* begin SOURCE DATA *
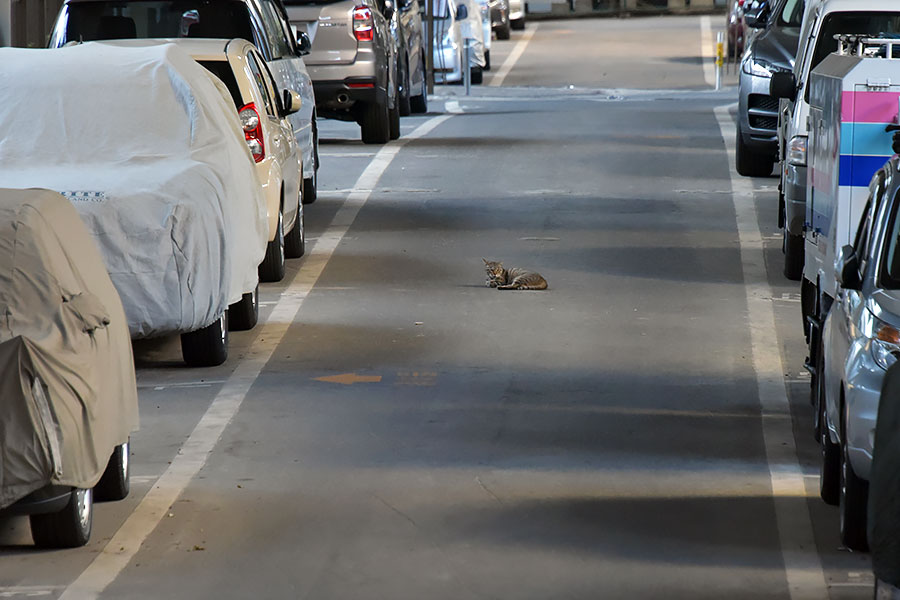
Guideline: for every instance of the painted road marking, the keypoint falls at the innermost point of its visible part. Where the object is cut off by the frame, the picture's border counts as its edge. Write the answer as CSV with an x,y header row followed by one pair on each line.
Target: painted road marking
x,y
513,58
707,54
192,456
349,378
798,546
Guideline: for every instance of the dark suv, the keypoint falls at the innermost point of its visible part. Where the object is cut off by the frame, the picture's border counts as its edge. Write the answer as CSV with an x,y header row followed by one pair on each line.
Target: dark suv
x,y
263,22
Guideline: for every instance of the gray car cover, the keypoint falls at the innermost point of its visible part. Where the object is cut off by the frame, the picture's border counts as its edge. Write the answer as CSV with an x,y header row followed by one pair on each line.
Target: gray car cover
x,y
68,388
148,147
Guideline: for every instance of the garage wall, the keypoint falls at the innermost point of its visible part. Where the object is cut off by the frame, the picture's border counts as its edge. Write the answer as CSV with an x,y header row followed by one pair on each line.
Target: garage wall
x,y
27,23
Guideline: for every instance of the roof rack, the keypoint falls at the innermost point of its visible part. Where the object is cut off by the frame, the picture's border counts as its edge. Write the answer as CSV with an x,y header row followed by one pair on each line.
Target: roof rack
x,y
868,47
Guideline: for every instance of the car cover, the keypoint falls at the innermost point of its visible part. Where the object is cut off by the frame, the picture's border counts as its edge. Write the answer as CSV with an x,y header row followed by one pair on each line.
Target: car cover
x,y
68,388
884,483
148,147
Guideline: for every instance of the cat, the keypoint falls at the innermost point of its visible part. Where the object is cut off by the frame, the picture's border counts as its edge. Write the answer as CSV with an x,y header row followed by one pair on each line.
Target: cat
x,y
512,279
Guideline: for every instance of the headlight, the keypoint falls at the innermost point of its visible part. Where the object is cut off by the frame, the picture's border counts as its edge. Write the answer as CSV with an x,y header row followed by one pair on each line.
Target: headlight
x,y
884,339
758,68
797,151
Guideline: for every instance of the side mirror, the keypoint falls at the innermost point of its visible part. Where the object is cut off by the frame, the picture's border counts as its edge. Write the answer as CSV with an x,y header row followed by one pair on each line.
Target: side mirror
x,y
304,44
783,85
846,269
292,101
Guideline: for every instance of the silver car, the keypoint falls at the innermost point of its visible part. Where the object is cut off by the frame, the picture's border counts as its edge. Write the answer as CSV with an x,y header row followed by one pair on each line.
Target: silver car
x,y
353,62
861,339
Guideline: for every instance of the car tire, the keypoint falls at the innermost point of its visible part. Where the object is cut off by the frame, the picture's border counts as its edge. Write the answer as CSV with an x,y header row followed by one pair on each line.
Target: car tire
x,y
394,118
244,314
115,483
503,31
792,246
853,504
749,163
206,347
68,528
374,124
830,466
272,266
295,240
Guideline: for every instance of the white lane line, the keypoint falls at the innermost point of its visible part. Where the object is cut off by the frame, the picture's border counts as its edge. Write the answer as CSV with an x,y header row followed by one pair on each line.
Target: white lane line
x,y
707,55
798,548
193,455
513,58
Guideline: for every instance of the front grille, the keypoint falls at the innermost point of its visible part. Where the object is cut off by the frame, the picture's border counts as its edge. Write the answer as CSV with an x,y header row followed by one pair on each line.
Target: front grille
x,y
763,103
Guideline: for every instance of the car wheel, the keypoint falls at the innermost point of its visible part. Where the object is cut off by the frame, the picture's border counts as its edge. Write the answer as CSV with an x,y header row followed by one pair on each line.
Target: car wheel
x,y
70,527
854,497
503,31
115,482
295,240
206,347
374,124
830,466
792,246
244,314
272,266
749,163
394,118
405,85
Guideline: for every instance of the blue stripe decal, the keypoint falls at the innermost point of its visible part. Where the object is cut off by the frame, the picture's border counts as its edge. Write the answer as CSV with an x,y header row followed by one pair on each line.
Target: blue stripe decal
x,y
857,171
865,138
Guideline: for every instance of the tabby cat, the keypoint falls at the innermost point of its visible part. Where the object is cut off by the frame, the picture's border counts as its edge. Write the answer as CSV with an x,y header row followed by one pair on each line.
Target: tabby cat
x,y
512,279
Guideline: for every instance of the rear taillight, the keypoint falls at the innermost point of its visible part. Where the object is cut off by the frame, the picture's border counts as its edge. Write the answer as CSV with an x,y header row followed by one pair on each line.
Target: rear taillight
* end SOURCE DATA *
TASK TO CARRY OUT
Convert every row above into a numbered list, skipping blank lines. Leave the pictures out of your answer.

THE SOLUTION
1. Guideline: for every instance of the painted road marking, the keypoint falls at the innermost point of its visible part. Where the object is cut off by the frame, the picture's border counts as its edge. Write the answer as CSV with an x,y header row followed by one pair on each line.
2. Target: painted road marking
3. x,y
4. 513,58
5. 707,54
6. 192,456
7. 349,378
8. 798,546
9. Guideline: for every instance of the dark suv, the keypoint falls at the innermost point of its visible part. Where the object is cut off by the frame, the picture's border counts as its edge. Write the answer as CSV with an x,y header row followed by one pair on each line.
10. Target: dark suv
11. x,y
12. 263,22
13. Guideline: for every instance of the gray car cover, the keypoint falls at the innermost point of its visible part. Where the object is cut off by the frame, the picture's border counts as its edge. Write the answer as CSV with an x,y header row followed by one pair on each line.
14. Target: gray car cover
15. x,y
16. 68,388
17. 148,147
18. Guideline: for every instance of the garage wall, the keypoint falls at the innermost point of its visible part. Where the object is cut off by the frame, the picture's border counts as its edge. Write the answer as CSV with an x,y header row followed by one pair on each line.
19. Target: garage wall
20. x,y
21. 27,23
22. Guideline: for every instance of the roof rack, the keypoint falls at the innermost point of its visible part. Where the object is cut off by the frame, the picture's border counts as its edge. Write the answer as CSV with an x,y header row followed by one pair on each line.
23. Target: roof rack
24. x,y
25. 868,47
26. Guideline: for every instance of the car cover, the keypoint falls at the innermost point of its visible part. Where the object is cut off by the frame, the picture's border counts as its edge. Write the answer as CSV with an x,y header row followed by one pair on each line.
27. Target: car cover
28. x,y
29. 68,388
30. 884,483
31. 148,147
32. Guideline: for every instance of the cat, the keypoint falls at the innermost point of its visible part. Where the object is cut off by the frame, the picture's border counts as its edge. Write the answer as CSV with an x,y header row followed by one pair on each line.
33. Target: cat
34. x,y
35. 512,279
36. Guideline: for every instance of the headlight, the keypoint falls at the innermost point of its visible part. Where the object is cut off by the frame, the picture's border counts as its edge. Write the answer as CSV with an x,y header row followed by one pair on each line.
37. Target: headlight
38. x,y
39. 884,339
40. 758,68
41. 797,151
42. Guideline: for every instance of the side mirror, the keypoint falls at the innermost point of its visible part. Where the object is cut off by the frame, the picture's border counts as its edge. Write the answer as CSV with an x,y header row followed by one pair on each line.
43. Target: side mirror
44. x,y
45. 304,44
46. 783,85
47. 846,269
48. 292,101
49. Guideline: for every instance of the silver car, the keypoint falls at the innermost point of its visible part. Where the object is cut off by the frame, the picture's border counts as its edge. Write the answer as CSV with an x,y header row followed by one pair on each line.
50. Target: silver car
51. x,y
52. 353,62
53. 861,339
54. Guideline: for every instance of the car tire, the keypoint falls at the innermost point of its visible part. Where the object is cut off by the frame, the picture's border counts as its edge. Write the answer as CSV with an x,y header row followed by one pair on each line.
55. Target: car tire
56. x,y
57. 394,118
58. 244,314
59. 115,483
60. 503,31
61. 792,246
62. 853,504
63. 749,163
64. 206,347
65. 68,528
66. 374,124
67. 830,466
68. 272,266
69. 295,240
70. Guideline: for every instance of the white lane line, the keypoint falls at the innermost point of its visible part. Where the object is cut off by the frame, the picture's border counts as its edge. Write the answer as CSV with an x,y header row followed by one pair on each line.
71. Target: white lane line
72. x,y
73. 707,55
74. 798,548
75. 193,455
76. 513,58
77. Guideline: for every instance of the front grille, the keypoint falls at the innermost point of its visible part. Where the object is cut off by the frame, the picture's border counts as its edge. Write the answer as CSV with an x,y header row followed by one pair on each line.
78. Target: front grille
79. x,y
80. 763,103
81. Guideline: for every instance of the car wheel, the keypoint falls at the innermost point of its visible part. Where the object is cut off by the frame, the picture's border counts as its edge. Write the answer as CSV with an x,y header row followed by one pair on each line.
82. Target: car wheel
83. x,y
84. 70,527
85. 854,497
86. 503,31
87. 115,482
88. 295,240
89. 206,347
90. 374,124
91. 830,466
92. 792,246
93. 244,314
94. 272,266
95. 749,163
96. 394,118
97. 405,85
98. Guideline: for every instance of the blue stripe decal, the keypoint falls at the innermost point of its visible part. Where the object is cut off by the frame, the picture's border counts as its edge. Write the answer as CSV with an x,y header row followed by one pair on each line.
99. Target: blue stripe decal
100. x,y
101. 857,171
102. 865,138
103. Guideline: for every instance of the tabby cat, the keypoint falls at the innermost point of its visible part. Where the object is cut off by the frame, the picture's border counts as its edge. Write the answer as CSV with an x,y header row followed by one pair on each line.
104. Target: tabby cat
105. x,y
106. 512,279
107. Guideline: for every instance of the rear taillight, the keypoint falls at the innermost point of its visible part. Where the object is cut off by the frame, the picture's border counts as its edge. Write the answer as CSV with an x,y header row followed by one pair on each line.
108. Target: rear taillight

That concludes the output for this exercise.